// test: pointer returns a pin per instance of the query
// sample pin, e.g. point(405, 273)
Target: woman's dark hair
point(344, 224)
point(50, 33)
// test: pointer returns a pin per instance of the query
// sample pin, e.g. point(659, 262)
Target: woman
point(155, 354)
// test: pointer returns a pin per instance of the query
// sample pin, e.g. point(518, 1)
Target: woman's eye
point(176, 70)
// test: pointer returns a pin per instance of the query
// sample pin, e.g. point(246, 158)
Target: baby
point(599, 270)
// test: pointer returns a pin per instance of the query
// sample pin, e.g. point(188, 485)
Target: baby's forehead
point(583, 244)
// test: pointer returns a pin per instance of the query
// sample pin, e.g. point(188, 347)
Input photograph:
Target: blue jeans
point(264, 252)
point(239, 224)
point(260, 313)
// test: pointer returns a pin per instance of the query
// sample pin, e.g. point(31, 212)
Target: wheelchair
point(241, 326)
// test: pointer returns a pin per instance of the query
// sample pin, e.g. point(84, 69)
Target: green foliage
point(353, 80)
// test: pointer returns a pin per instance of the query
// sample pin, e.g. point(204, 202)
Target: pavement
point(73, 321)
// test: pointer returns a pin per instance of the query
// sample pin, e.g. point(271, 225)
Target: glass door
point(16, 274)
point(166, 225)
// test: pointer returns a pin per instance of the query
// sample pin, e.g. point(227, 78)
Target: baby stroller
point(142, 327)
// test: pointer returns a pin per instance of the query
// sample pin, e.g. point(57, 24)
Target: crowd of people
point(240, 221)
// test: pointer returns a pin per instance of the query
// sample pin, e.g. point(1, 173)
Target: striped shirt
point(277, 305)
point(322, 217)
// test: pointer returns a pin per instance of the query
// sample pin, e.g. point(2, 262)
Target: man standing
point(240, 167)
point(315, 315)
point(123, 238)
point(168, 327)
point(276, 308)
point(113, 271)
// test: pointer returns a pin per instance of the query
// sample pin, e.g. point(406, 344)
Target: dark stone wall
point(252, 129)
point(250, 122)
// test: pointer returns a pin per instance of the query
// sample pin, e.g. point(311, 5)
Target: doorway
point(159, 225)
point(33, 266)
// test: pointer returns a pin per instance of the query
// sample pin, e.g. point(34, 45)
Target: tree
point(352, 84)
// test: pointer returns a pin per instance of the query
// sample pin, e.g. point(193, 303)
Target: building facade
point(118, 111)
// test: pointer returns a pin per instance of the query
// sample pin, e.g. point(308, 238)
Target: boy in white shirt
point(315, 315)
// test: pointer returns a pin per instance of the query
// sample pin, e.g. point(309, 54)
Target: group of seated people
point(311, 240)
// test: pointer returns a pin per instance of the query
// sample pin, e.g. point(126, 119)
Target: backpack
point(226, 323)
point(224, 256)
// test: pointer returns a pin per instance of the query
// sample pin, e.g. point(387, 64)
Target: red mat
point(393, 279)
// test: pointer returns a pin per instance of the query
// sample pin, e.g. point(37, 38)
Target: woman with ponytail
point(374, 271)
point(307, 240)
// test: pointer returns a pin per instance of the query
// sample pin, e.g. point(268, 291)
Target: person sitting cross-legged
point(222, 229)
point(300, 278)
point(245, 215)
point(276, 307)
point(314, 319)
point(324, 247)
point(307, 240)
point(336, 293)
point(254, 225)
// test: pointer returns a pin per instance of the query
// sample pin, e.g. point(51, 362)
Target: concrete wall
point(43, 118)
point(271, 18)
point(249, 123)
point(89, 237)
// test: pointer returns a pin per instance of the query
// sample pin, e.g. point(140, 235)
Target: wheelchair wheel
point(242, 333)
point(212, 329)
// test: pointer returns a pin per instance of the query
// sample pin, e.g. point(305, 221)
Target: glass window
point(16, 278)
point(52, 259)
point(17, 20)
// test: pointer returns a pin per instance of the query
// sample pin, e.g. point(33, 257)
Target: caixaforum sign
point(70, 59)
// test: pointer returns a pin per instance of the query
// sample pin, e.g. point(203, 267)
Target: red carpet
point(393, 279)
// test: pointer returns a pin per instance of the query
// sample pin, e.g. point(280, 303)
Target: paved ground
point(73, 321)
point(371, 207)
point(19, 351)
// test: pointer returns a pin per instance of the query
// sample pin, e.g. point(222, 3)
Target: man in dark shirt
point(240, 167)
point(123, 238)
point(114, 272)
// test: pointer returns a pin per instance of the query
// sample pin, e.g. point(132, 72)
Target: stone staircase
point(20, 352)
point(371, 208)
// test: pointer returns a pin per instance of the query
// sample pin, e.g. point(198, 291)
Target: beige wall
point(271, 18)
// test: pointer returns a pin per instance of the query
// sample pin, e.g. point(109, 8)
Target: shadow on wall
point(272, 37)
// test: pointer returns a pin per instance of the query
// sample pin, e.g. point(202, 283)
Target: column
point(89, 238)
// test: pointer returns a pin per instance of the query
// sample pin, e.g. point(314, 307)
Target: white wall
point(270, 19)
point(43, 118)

────────────────

Output all entries exactly as given above.

// test: pointer returns a pin per instance of the query
// sample pin, e.g. point(405, 273)
Target: woman's dark hair
point(344, 224)
point(50, 33)
// test: pointer returns a pin per instance of the query
// sample pin, e.g. point(659, 262)
Target: woman
point(155, 354)
// test: pointer returns a pin per instance of the query
// sample pin, e.g. point(518, 1)
Target: woman's eye
point(176, 70)
// test: pointer returns a pin per instance of the query
// sample pin, e.g. point(246, 158)
Target: baby
point(599, 270)
// test: pointer returns a pin per instance of the query
// sample pin, e.g. point(188, 485)
Target: baby's forehead
point(583, 244)
// test: pointer returns a pin per instance of the query
// sample pin, e.g. point(188, 347)
Input photograph:
Target: blue jeans
point(264, 252)
point(239, 224)
point(260, 313)
// test: pointer returns a pin per instance of the query
// sample pin, e.g. point(31, 212)
Target: wheelchair
point(241, 326)
// test: pointer returns a pin per instance of the query
// sample pin, e.g. point(84, 69)
Target: green foliage
point(353, 80)
// test: pointer returns a pin per instance of the query
// sample pin, e.g. point(204, 202)
Target: pavement
point(73, 321)
// test: pointer returns a pin per instance of the query
// sample pin, e.g. point(271, 225)
Target: glass door
point(16, 274)
point(166, 225)
// test: pointer returns a pin per instance of the query
// sample pin, e.g. point(227, 78)
Target: baby stroller
point(142, 327)
// test: pointer returns a pin per instance of the query
// sample pin, e.g. point(57, 24)
Target: crowd of people
point(240, 221)
// test: pointer returns a pin per instance of the query
// sample pin, e.g. point(1, 173)
Target: striped shirt
point(277, 305)
point(322, 217)
// test: pointer returns a pin per instance of the query
// sample pin, e.g. point(2, 262)
Target: man standing
point(240, 167)
point(315, 315)
point(123, 238)
point(168, 327)
point(276, 308)
point(113, 271)
// test: pointer returns a pin per instance of the query
// sample pin, e.g. point(406, 344)
Target: dark stone wall
point(252, 129)
point(250, 122)
// test: pointer returns a pin per instance of the query
// sample pin, e.g. point(311, 5)
Target: doorway
point(159, 225)
point(33, 266)
// test: pointer returns a pin per instance of the query
// sample pin, e.g. point(34, 45)
Target: tree
point(352, 84)
// test: pointer returns a pin per instance of the query
// sample pin, e.g. point(193, 303)
Target: building facade
point(118, 111)
// test: pointer returns a pin per instance of the query
// sample pin, e.g. point(308, 238)
Target: boy in white shirt
point(315, 315)
// test: pointer returns a pin per instance of the query
// sample pin, e.g. point(309, 54)
Target: group of seated people
point(311, 240)
// test: pointer returns a pin per instance of the query
// sample pin, e.g. point(126, 119)
Target: backpack
point(226, 323)
point(224, 256)
// test: pointer returns a pin per instance of the query
// sample pin, e.g. point(387, 64)
Target: red mat
point(393, 279)
// test: pointer returns a pin per instance of the query
// sample pin, e.g. point(37, 38)
Target: woman with ponytail
point(374, 271)
point(307, 240)
// test: pointer returns a pin per instance of the query
// sample pin, e.g. point(268, 291)
Target: person sitting cross-legged
point(222, 229)
point(300, 278)
point(245, 215)
point(276, 307)
point(314, 319)
point(324, 247)
point(307, 240)
point(336, 293)
point(254, 225)
// test: pointer returns a pin per instance of the query
// sample pin, e.g. point(51, 362)
Target: concrete wall
point(43, 118)
point(271, 18)
point(249, 123)
point(89, 237)
// test: pointer returns a pin per instance of the query
// sample pin, e.g. point(140, 235)
Target: wheelchair wheel
point(242, 333)
point(212, 329)
// test: pointer returns a pin per instance of the query
// sample pin, e.g. point(305, 221)
Target: glass window
point(16, 278)
point(52, 259)
point(17, 20)
// test: pointer returns a pin per instance of the query
// sample pin, e.g. point(33, 257)
Target: caixaforum sign
point(70, 59)
// test: pointer returns a pin per instance of the query
// sample pin, e.g. point(203, 267)
Target: red carpet
point(393, 279)
// test: pointer returns a pin per instance of the query
// sample pin, e.g. point(280, 303)
Target: paved ground
point(73, 321)
point(371, 207)
point(19, 351)
// test: pointer returns a pin per instance of the query
// sample pin, e.g. point(222, 3)
Target: man in dark shirt
point(240, 167)
point(123, 238)
point(114, 272)
// test: pointer returns a pin per instance of the query
// sample pin, e.g. point(132, 72)
Target: stone staircase
point(20, 352)
point(371, 208)
// test: pointer returns a pin per instance of the query
// sample pin, e.g. point(198, 291)
Target: beige wall
point(271, 18)
// test: pointer returns a pin per instance of the query
// sample pin, e.g. point(109, 8)
Target: shadow on wall
point(272, 37)
// test: pointer returns a pin per instance of the query
// sample pin, e.g. point(202, 283)
Target: column
point(89, 238)
// test: pointer returns a pin per instance of the query
// sample pin, e.g. point(314, 307)
Target: white wall
point(270, 19)
point(43, 118)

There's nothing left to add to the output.